##### Dataset

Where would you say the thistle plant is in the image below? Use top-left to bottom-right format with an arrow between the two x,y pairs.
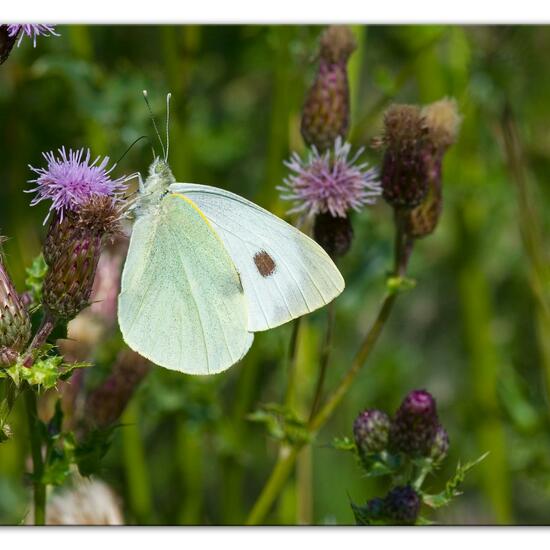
374,99 -> 461,276
342,389 -> 486,525
0,145 -> 131,525
247,27 -> 462,525
282,25 -> 381,260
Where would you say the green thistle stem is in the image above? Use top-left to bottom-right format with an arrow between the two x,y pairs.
24,387 -> 46,525
308,302 -> 336,421
246,221 -> 412,524
246,445 -> 299,525
284,319 -> 302,407
22,311 -> 57,525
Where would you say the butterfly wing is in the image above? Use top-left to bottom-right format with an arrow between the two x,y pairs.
118,193 -> 253,374
169,183 -> 345,332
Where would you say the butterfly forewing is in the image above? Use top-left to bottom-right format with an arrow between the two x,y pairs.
118,193 -> 253,374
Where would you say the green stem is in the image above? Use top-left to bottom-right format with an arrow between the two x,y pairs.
284,319 -> 302,407
121,400 -> 153,524
308,302 -> 335,422
245,445 -> 299,525
24,387 -> 46,525
309,292 -> 398,433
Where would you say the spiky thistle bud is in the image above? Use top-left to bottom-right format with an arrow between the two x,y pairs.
429,423 -> 450,464
382,485 -> 421,525
301,25 -> 356,152
353,409 -> 391,458
42,196 -> 122,320
84,350 -> 150,430
0,241 -> 31,364
376,104 -> 433,210
389,389 -> 440,457
0,25 -> 19,65
401,98 -> 461,238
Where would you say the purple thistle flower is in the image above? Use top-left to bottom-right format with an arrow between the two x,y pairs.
389,389 -> 440,457
28,147 -> 127,222
7,24 -> 59,47
279,137 -> 381,219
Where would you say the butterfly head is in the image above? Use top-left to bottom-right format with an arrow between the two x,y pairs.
148,156 -> 175,183
133,91 -> 176,214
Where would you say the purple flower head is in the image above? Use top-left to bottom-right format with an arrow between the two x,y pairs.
353,409 -> 391,457
7,24 -> 59,47
28,147 -> 128,222
389,389 -> 439,457
383,486 -> 421,525
279,137 -> 381,219
401,389 -> 436,416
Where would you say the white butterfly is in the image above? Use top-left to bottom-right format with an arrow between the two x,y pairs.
117,93 -> 344,375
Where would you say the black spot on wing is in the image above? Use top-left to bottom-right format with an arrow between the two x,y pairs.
253,250 -> 276,277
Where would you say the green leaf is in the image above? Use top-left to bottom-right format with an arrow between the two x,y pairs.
25,253 -> 48,311
349,498 -> 387,526
74,426 -> 116,477
247,403 -> 311,446
386,276 -> 417,294
331,436 -> 356,452
0,352 -> 90,391
422,452 -> 489,509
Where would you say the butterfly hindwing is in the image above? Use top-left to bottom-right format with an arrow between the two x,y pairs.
169,183 -> 345,332
118,193 -> 253,374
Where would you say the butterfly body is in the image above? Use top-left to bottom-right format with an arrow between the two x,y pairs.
118,151 -> 345,375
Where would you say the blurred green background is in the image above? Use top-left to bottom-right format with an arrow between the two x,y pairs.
0,25 -> 549,525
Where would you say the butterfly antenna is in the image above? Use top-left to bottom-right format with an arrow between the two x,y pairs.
142,90 -> 166,160
165,92 -> 172,162
114,135 -> 150,167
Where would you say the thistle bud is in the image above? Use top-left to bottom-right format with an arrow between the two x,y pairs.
383,485 -> 421,525
422,98 -> 461,153
42,196 -> 122,321
0,25 -> 18,65
84,350 -> 150,430
301,26 -> 356,152
313,212 -> 353,259
353,409 -> 391,457
401,99 -> 460,239
377,104 -> 432,210
429,423 -> 450,464
389,389 -> 439,457
0,244 -> 31,362
402,167 -> 442,239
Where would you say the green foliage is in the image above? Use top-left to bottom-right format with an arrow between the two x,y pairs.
0,24 -> 549,525
248,403 -> 311,446
24,254 -> 47,312
0,347 -> 89,391
386,275 -> 417,294
422,453 -> 490,509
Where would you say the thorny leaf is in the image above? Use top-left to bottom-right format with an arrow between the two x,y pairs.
0,349 -> 90,391
422,452 -> 489,509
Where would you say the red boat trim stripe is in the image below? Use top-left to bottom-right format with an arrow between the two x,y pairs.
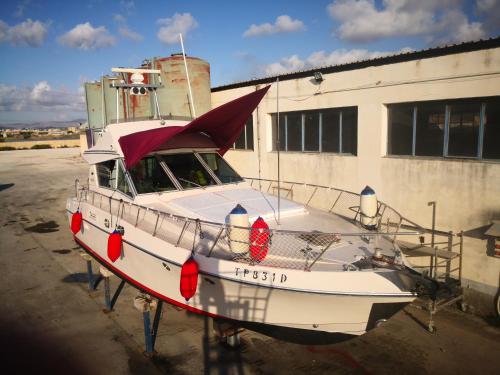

##########

Exercise
Without the pictures, extract every entry verbatim.

Task output
Where would you say the thistle plant is in the image below? Use top-left to bottom-right format with an arrow between the two x,y pairs.
374,99 -> 461,276
342,389 -> 486,525
0,145 -> 131,525
247,27 -> 462,525
282,25 -> 381,260
Where would you say the green thistle stem is in the image above? Use top-left to bottom-right format with an arrow between the two x,y pairs.
24,387 -> 46,525
308,302 -> 336,421
246,221 -> 412,524
246,445 -> 299,525
284,319 -> 302,407
22,311 -> 57,525
Where would you say the butterfly wing is in the image above? Use top-left to bottom-right format with an arrow between the two x,y pairs.
118,193 -> 253,374
169,183 -> 345,332
Where would you say the butterfly forewing is in the image above? Use top-left to bottom-right format with an arrow between the two x,y pairs.
118,193 -> 253,374
Where would you say the green stem is in the image above? Use top-left to bottom-right format with an arrow between the two x,y pairs.
284,319 -> 302,407
121,400 -> 153,524
308,302 -> 335,422
245,445 -> 299,525
24,387 -> 46,525
309,292 -> 398,433
Where would you say the spiky thistle bud is in the image above? Use top-left to bottom-right format with an arrow between the two x,y pairs.
429,423 -> 450,464
382,485 -> 421,525
301,25 -> 356,152
353,409 -> 391,458
42,196 -> 122,320
84,350 -> 150,430
0,241 -> 31,364
376,104 -> 433,210
389,389 -> 440,457
0,25 -> 19,65
401,98 -> 461,238
Where would you say the purple thistle flower is in the image above? Use top-left to bottom-right format with an arrow between the two x,y pairs.
389,389 -> 440,457
28,147 -> 127,222
7,24 -> 59,47
279,137 -> 381,219
Where would you say the butterfly head is in the image above? Use top-left to bottom-right format with an arrow between the two x,y pairs.
148,156 -> 175,183
133,91 -> 176,214
Where would you say the purple flower head is in the image above? Use top-left to bottom-right format with an arrow between the two x,y pairs.
353,409 -> 391,457
7,24 -> 59,47
28,147 -> 128,222
389,389 -> 439,457
383,486 -> 421,525
279,137 -> 381,219
401,389 -> 436,416
Where would you say the white butterfly is in the image above? Use top-left to bottom-right format with an arrow between the two x,y pairs.
117,93 -> 344,375
Where would you say the black spot on wing is in the image above? Use top-left to bottom-right format with an arrow between the two x,y pairs.
253,250 -> 276,277
Where would you say the green leaf is in the image above? Use top-left to bottom-right format with an arrow between the two x,y pairs.
25,253 -> 48,311
349,498 -> 387,526
74,426 -> 116,477
247,403 -> 311,446
386,276 -> 417,294
331,436 -> 356,452
0,352 -> 90,391
422,452 -> 489,509
Where would you say the butterfly hindwing is in the image above? Use top-left to bottom-right format with an arrow between the two x,y pairs.
169,183 -> 345,332
118,193 -> 253,374
Where would you say the butterfly body is in the image above? Use top-left to bottom-right format with an arrow between the two x,y pairs.
118,151 -> 345,375
Where would you say the blurred green background is in the image above? Use top-left to bottom-right format with an arrow between the two x,y pairs.
0,25 -> 549,525
Where would you say the butterfly antenna is in the image above? Use top-left to bottom-right format with an arrow between the two x,y pairs.
142,90 -> 166,160
165,92 -> 172,162
114,135 -> 150,167
Where would you say the thistle bud is in the image above? Use top-left to bottom-right format with an arrow between the two x,y pairs.
383,485 -> 421,525
422,98 -> 461,153
42,196 -> 122,321
0,25 -> 18,65
84,350 -> 150,430
301,26 -> 356,152
313,212 -> 353,259
353,409 -> 391,457
401,99 -> 460,239
377,104 -> 432,210
429,423 -> 450,464
389,389 -> 439,457
0,244 -> 31,362
402,167 -> 442,239
Where would you say the green foliage is in the image above? Use top-left to bottom-right format with an arrow between the two x,y pairs.
0,24 -> 549,525
248,403 -> 311,446
24,254 -> 47,312
0,347 -> 89,391
386,275 -> 417,294
422,453 -> 490,509
Where would you say the thorny leaf is in the image above? Use top-left to bottom-right format with an arrow between the two x,y pairs.
0,349 -> 90,391
422,452 -> 489,509
Where would you say the red boat trim stripe is in the image below? Use top-left to bottom-right format with an arrow between the two x,y pairs.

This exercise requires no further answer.